TASK PROMPT: Your answer must be an exact repetition of every record.

····················

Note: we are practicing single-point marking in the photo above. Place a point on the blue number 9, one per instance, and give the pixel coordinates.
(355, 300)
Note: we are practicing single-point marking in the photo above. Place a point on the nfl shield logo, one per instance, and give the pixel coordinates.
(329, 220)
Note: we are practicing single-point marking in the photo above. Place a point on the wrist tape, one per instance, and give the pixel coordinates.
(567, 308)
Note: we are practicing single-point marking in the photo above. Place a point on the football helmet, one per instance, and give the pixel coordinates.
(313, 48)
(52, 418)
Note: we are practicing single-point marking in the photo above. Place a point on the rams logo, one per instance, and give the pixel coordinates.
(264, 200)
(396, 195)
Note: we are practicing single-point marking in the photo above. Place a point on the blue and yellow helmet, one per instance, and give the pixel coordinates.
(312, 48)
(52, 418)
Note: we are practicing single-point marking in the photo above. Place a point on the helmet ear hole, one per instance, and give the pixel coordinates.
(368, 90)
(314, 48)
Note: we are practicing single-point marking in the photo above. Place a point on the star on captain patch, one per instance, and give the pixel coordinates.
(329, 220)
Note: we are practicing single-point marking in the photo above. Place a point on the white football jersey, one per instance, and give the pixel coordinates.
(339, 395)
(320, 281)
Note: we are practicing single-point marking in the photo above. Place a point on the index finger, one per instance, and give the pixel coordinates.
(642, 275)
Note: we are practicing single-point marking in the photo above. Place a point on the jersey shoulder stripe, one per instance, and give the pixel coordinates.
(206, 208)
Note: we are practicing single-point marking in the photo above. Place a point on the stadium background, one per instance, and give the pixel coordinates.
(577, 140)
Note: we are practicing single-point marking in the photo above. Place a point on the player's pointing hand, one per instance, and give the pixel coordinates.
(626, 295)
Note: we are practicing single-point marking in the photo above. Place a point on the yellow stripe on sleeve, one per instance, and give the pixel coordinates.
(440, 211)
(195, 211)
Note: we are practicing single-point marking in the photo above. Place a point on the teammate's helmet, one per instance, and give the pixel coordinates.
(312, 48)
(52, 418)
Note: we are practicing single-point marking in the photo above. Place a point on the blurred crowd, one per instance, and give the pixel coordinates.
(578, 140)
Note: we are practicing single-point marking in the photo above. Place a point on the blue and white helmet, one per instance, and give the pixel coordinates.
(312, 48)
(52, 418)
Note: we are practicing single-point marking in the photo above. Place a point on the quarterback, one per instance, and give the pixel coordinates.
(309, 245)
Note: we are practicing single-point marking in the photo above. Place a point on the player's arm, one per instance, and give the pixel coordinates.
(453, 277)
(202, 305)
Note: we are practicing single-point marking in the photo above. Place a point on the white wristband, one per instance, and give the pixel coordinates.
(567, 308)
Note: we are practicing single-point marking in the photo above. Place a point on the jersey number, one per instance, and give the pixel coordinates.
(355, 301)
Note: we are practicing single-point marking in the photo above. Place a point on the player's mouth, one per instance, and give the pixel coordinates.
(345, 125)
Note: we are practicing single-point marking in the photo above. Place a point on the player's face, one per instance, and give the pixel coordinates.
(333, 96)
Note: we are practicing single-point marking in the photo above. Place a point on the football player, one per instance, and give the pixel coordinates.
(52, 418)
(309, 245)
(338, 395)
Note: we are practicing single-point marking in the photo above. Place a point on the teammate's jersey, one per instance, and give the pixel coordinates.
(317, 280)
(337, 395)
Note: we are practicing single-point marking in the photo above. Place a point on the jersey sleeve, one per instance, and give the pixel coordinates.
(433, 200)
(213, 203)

····················

WRITTEN SOLUTION:
Note: we are practicing single-point marking in the photo above. Place a point on the blue number 9, one per instance, and give the pixel coordinates.
(355, 300)
Note: we are practicing single-point marking in the photo above. Place a point on the nfl shield logo, one per instance, and give the pixel coordinates.
(329, 220)
Note: we are practicing single-point marking in the photo above. Place a point on the wrist tape, one per instance, and give the pixel coordinates.
(567, 308)
Note: we are practicing single-point marking in the photo above. Place a point on the football helmet, one per instance, and give the pixel coordinates.
(313, 48)
(52, 418)
Note: we are practicing single-point marking in the photo above. Place a point on the rams logo, one per instance, and give the pixel coordinates.
(264, 200)
(396, 195)
Note: we are practicing single-point marking in the photo above. Place a point on the blue and yellow helmet, one per instance, and give the pixel coordinates.
(312, 48)
(52, 418)
Note: we are practicing single-point marking in the photo above. Place a point on the helmet ear hole, one per instance, and give the pixel coordinates.
(368, 90)
(314, 48)
Note: we are practicing single-point marking in the photo above. Place a point on the star on captain patch, one per instance, and give the pixel coordinates.
(329, 220)
Note: we are practicing single-point marking in the photo above. Place a point on the white football jersey, one per instance, and give the pixel coordinates.
(339, 395)
(320, 281)
Note: we are practicing single-point marking in the photo above. Place a point on the index finger, one per instance, and give the pixel coordinates.
(642, 275)
Note: we are practicing single-point marking in the photo above. Place a point on the jersey shoulder stripe, one per instance, and give the pixel coordinates.
(206, 208)
Note: we are practicing single-point marking in the photo above. Place a point on the stadium background, one per instance, and give the pixel coordinates.
(577, 140)
Note: we are practicing single-point marking in the photo above. Place a point on the player's pointing hand, one per instance, and give the pixel coordinates.
(626, 295)
Note: we are practicing single-point marking in the photo above. Place a point on the yellow stripe on sleeve, one per instance, and give the pixel coordinates.
(440, 211)
(195, 211)
Note: we are practicing single-point marking in the photo above. Place a point on the teammate's helmet, one per instance, and give the pixel coordinates.
(312, 48)
(52, 418)
Note: we are practicing single-point marking in the photo above. Place a point on the blurred crowd, one per instance, and give the pixel coordinates.
(578, 140)
Note: we are practicing single-point marking in the photo above. Place a point on the blue and white helmet, one per instance, and give the pixel coordinates.
(312, 48)
(52, 418)
Note: we are practicing single-point marking in the photo above. Place a point on the quarterback, one per instance, and give the pixel coordinates.
(309, 245)
Note: we are practicing single-point marking in the photo above. Place a point on the player's arm, one per instance, and give the pixel coordinates.
(453, 277)
(202, 305)
Note: we are practicing single-point marking in the photo above. Place a point on the white wristband, one per instance, and give the pixel coordinates.
(567, 308)
Note: we are practicing single-point marking in the photo above. Place a point on the jersey number, one per instance, and give the pixel coordinates.
(355, 301)
Note: we are practicing single-point marking in the photo above. Place a point on the player's mouth, one per instance, and give the pixel coordinates.
(345, 125)
Note: we are practicing single-point marking in the photo above. Place a point on the player's face, one per instance, and give the pixel coordinates.
(333, 96)
Note: we are practicing single-point marking in the photo above. Place a point on the football player, one per instance, and give the pixel coordinates.
(52, 418)
(309, 245)
(338, 395)
Note: we are practicing single-point marking in the photo above. Place a point on the teammate's jersey, one per instance, and give the pixel coordinates.
(317, 280)
(337, 395)
Note: we are practicing single-point marking in the photo above. Place a point on the jersey sleeve, one per instance, and give the pixel coordinates.
(433, 200)
(213, 203)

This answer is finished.